Prompt 1 >> Write out everything from "The horizontal axis" down to "across the screen." in the passage on the Time History Chart.

━━ Source document

The horizontal axis of the Time History Chart represents time. The vertical axis
represents distance in range, as measured from the ASTIR3300 system. (The
vertical axis of the Time History Chart is synchronized with the vertical axis of the
Image Window, and both displays will be automatically updated whenever the
reconstruction area is modified.) As data collection progresses, the Time History
Chart updates one vertical strip at a time, from left to right, across the screen.
The violet cursor in the figure above indicates the location of the present update.
When the Time History Chart has been completely filled, the current position
jumps to the far left of the chart, and new updates will continue to be recorded as
the chart updates and overwrites any previous history from left to right.
Each vertical strip of the Time History Chart indicates a Range Profile formed by
extracting a single antenna combination from the radar data. The color intensity
scale allows the user to see the likelihood of there being an individual or a target
that is N meters in range from the ASTIR3300 system, with N increasing along
the vertical axis. As an example, the Time History Chart in the previous graphic
shows an individual walking at near consistent speed into the area of interest,
and is captured entering the door at the front of a building. The front wall is
approximately 18 meters from the ASTIR3300 system.

━━━━

Prompt 2 >> Rewrite everything in the records from the line containing "of the nose" down to the end of the records, replacing "innermost point" with "center point" and leaving all else unchanged.

━━ Dataset

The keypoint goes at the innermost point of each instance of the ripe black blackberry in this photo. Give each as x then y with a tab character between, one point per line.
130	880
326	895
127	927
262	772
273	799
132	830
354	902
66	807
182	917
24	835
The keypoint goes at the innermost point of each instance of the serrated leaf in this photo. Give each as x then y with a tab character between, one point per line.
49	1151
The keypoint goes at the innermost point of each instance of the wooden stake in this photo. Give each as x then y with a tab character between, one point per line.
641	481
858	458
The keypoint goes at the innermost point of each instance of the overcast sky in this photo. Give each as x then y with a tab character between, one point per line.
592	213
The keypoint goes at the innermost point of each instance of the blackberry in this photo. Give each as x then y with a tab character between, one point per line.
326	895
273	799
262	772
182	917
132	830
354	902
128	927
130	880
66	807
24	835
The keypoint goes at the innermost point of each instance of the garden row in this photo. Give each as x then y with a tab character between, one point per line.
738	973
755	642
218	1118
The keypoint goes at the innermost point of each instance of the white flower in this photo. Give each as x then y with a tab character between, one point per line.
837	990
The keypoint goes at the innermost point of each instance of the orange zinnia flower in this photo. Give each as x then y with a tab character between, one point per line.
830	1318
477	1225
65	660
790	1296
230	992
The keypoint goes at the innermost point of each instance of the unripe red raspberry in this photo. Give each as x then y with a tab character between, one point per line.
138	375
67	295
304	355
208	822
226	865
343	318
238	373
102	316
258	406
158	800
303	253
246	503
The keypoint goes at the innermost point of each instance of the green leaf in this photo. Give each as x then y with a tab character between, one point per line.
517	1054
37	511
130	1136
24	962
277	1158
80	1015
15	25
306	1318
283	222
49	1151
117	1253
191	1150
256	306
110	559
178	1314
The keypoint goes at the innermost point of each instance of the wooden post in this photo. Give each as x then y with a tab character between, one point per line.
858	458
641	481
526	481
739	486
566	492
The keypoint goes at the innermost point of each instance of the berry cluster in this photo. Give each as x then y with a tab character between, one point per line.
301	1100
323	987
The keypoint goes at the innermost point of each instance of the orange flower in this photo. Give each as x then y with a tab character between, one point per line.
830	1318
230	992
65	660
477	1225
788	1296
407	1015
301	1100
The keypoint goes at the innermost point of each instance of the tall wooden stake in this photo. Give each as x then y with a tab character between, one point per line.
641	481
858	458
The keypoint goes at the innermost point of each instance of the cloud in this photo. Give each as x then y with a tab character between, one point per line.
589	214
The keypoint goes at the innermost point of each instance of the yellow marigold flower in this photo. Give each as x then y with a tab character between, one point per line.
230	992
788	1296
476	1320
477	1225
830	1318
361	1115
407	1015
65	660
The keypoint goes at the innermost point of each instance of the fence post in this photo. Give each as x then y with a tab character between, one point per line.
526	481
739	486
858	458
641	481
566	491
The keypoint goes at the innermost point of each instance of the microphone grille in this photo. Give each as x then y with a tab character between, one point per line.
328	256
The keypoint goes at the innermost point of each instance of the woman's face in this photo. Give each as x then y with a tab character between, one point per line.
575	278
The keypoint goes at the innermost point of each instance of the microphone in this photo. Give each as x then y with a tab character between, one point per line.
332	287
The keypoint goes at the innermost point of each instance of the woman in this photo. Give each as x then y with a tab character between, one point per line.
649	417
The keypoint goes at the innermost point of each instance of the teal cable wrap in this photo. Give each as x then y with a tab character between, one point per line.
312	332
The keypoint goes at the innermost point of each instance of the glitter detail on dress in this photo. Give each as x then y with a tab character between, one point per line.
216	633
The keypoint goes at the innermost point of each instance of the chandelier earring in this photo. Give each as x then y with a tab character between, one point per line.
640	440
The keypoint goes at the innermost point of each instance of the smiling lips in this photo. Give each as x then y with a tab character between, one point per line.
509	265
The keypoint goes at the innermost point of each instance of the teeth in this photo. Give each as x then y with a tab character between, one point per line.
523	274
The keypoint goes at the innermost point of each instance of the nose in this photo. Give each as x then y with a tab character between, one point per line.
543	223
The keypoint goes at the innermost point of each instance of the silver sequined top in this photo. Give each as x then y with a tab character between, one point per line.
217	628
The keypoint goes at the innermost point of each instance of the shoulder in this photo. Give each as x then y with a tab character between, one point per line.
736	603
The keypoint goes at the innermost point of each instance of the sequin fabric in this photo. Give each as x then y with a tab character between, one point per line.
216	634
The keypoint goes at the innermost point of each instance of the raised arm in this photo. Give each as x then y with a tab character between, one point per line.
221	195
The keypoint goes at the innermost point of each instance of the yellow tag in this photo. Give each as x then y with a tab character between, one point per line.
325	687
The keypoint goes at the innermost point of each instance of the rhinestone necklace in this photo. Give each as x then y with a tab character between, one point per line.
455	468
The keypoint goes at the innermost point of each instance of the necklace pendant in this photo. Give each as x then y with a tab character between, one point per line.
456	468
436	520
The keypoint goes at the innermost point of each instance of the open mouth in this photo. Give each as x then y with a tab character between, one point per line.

━━━━

Problem solution 1 >>
The horizontal axis of the Time History Chart represents time. The vertical axis
represents distance in range, as measured from the ASTIR3300 system. (The
vertical axis of the Time History Chart is synchronized with the vertical axis of the
Image Window, and both displays will be automatically updated whenever the
reconstruction area is modified.) As data collection progresses, the Time History
Chart updates one vertical strip at a time, from left to right, across the screen.

Problem solution 2 >>
The keypoint goes at the center point of each instance of the nose in this photo. Give each as x then y with a tab character between, one point per line.
543	223
The keypoint goes at the center point of each instance of the silver sequined top in this photo. Give each as x then y with a tab character between, one point per line.
217	628
The keypoint goes at the center point of each instance of the shoulder in this photo. Give each as x then y with a tab character between, one point per line.
736	603
The keypoint goes at the center point of each instance of the sequin fabric in this photo. Give each as x then y with a tab character between, one point per line.
216	634
The keypoint goes at the center point of each instance of the raised arm in this photo. Give each as x then y with a tab character between, one point per line.
221	195
The keypoint goes at the center point of each instance of the yellow tag in this photo. Give each as x then y with a tab character between, one point per line.
325	687
The keypoint goes at the center point of each instance of the rhinestone necklace in this photo. Give each as x then y with a tab character between, one point per line.
455	468
The keypoint goes at the center point of each instance of the necklace pendant in this photo. Give each as x then y with a tab character between, one point per line.
456	468
436	520
The keypoint goes at the center point of each instance of the open mouth in this photo. Give each as x then y with a tab character between, one point per line.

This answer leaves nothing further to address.